# Extracto de página
Por su parte, honrando el carácter irreverente y meta del cómic en que se inspira, Deadpool ha puesto en escena una violencia granguiñolesca que ha traído aparejadas calificaciones morales restrictivas para su visionado… y el éxito de taquilla.

En cuanto a Batman v Superman: El amanecer de la justicia, la ambición e ineptitud de sus responsables han hecho de dos de los superhéroes más icónicos del imaginario popular del siglo XX niños grandes con tendencias psicóticas, a quienes poco importa la salvaguarda de su entorno.

¿Estamos asistiendo, como cree el periodista Colin Fredericson, a un auge de la ultraviolencia en el ámbito de lo superheróico?

Su alarmismo tiene precedentes.

El comic-book de superhéroes se normaliza como tal en Estados Unidos entre 1938 y 1945. Las instituciones religiosas miran de inmediato con malos ojos cómo se popularizan las hazañas de divinidades paganas con cualidades humanas, demasiado humanas.

Mientras, la intelligentsia avisa del peligro que suponen para el lector historietas gestadas de acuerdo a valores patrióticos, capitalistas, autoritarios y represivos bajo las apariencias.

La afasia política del lector sirve, al fin y al cabo, tan bien a la agenda de lo establecido, como a la de quienes aparentan estar en los márgenes

Sin embargo, unos y otros son benevolentes con las servidumbres del medio mientras las viñetas ostentan atributos blancos, moralistas, que permiten pensar en sus consumidores como proles ilusos: la afasia política del lector sirve, al fin y al cabo, tan bien a la agenda de lo establecido, como a la de quienes aparentan estar en los márgenes.

Es cuando la violencia supera los límites pactados por códigos de autocensura –convenciones estilísticas de la industria, una mirada mayoritaria pequeñoburguesa sobre el mundo– y empiezan a saltar las alarmas. Sucede en los años 70 del pasado siglo, cuando el superhéroe se hace eco de las convulsiones sociopolíticas del momento.

En los 80, cuando deviene agente sintomático y crítico de dichas convulsiones. En los 90, cuando la agresividad adquiere rasgos manieristas propios de una sociedad de la opulencia abonada a una ética indolora. Y, también, cuando, al cambiar de siglo, caen las Torres Gemelas, se abandona el Comics Code, y se vuelven insostenibles las pretensiones de inocencia por parte del cuerpo social y la cultura popular.

La violencia en los cómics de superhéroes se convierte en un recurso artístico más, deja de ser anomalía; no ha de idear excusas ni disculpas para manifestarse.

En este punto, conviene destacar que, sin importar la época, la representación explícita de la violencia ha tenido gran importancia como detectora del malestar y la hipocresía latentes en los contextos en que ha surgido. Incluso, cuando ha sido producida con intención crematística.

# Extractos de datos
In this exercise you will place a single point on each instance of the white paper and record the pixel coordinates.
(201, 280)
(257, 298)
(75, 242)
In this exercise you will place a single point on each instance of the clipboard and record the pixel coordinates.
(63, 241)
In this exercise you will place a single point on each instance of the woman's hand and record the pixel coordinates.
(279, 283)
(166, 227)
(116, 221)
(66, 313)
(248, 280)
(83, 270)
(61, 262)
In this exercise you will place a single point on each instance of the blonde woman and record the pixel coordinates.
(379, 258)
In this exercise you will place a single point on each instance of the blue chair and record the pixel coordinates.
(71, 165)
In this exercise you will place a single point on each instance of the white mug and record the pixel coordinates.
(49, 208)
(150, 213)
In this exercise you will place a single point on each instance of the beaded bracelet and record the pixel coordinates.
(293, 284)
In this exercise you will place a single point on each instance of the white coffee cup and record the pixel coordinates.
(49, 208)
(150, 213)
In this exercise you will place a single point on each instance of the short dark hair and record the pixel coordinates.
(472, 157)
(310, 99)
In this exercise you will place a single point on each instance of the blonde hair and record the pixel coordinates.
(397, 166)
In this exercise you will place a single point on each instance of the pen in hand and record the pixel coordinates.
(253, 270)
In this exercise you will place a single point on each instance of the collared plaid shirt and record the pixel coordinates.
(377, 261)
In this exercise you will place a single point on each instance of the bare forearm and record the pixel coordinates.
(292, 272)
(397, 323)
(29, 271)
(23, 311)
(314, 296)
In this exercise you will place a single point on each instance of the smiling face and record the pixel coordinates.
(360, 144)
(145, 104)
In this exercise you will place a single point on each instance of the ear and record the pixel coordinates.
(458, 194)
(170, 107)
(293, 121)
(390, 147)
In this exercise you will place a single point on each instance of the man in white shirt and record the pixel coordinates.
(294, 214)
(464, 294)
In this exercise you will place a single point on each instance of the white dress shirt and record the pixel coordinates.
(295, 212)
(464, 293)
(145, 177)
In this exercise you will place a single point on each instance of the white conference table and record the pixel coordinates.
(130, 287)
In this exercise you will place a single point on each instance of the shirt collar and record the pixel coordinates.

# Consignas del ejercicio
• a. Según el fragmento sobre la violencia en los cómics de superhéroes, ¿entre qué años se normaliza el comic-book de superhéroes en Estados Unidos?
• b. Actualiza el fragmento sobre la violencia en los cómics de superhéroes: reprodúcelo empezando por "Es cuando la" y siguiendo hasta "disculpas para manifestarse.", con "Comics Code" sustituido por "Código de Cómics".
• c. Indica si cada afirmación concuerda con el fragmento sobre la violencia en los cómics de superhéroes y cita las palabras que lo deciden:
(i) Deadpool ha tenido éxito de taquilla.
(ii) Al cambiar de siglo, el Comics Code se mantiene vigente.
(iii) En los años 70, el superhéroe se hace eco de las convulsiones sociopolíticas del momento.

# Soluciones por consigna
• a. Entre 1938 y 1945.

• b.
Es cuando la violencia supera los límites pactados por códigos de autocensura –convenciones estilísticas de la industria, una mirada mayoritaria pequeñoburguesa sobre el mundo– y empiezan a saltar las alarmas. Sucede en los años 70 del pasado siglo, cuando el superhéroe se hace eco de las convulsiones sociopolíticas del momento.

En los 80, cuando deviene agente sintomático y crítico de dichas convulsiones. En los 90, cuando la agresividad adquiere rasgos manieristas propios de una sociedad de la opulencia abonada a una ética indolora. Y, también, cuando, al cambiar de siglo, caen las Torres Gemelas, se abandona el Código de Cómics, y se vuelven insostenibles las pretensiones de inocencia por parte del cuerpo social y la cultura popular.

La violencia en los cómics de superhéroes se convierte en un recurso artístico más, deja de ser anomalía; no ha de idear excusas ni disculpas para manifestarse.

• c.
(i) Sí: "y el éxito de taquilla".
(ii) No: "se abandona el Comics Code".
(iii) Sí: "cuando el superhéroe se hace eco de las convulsiones sociopolíticas del momento".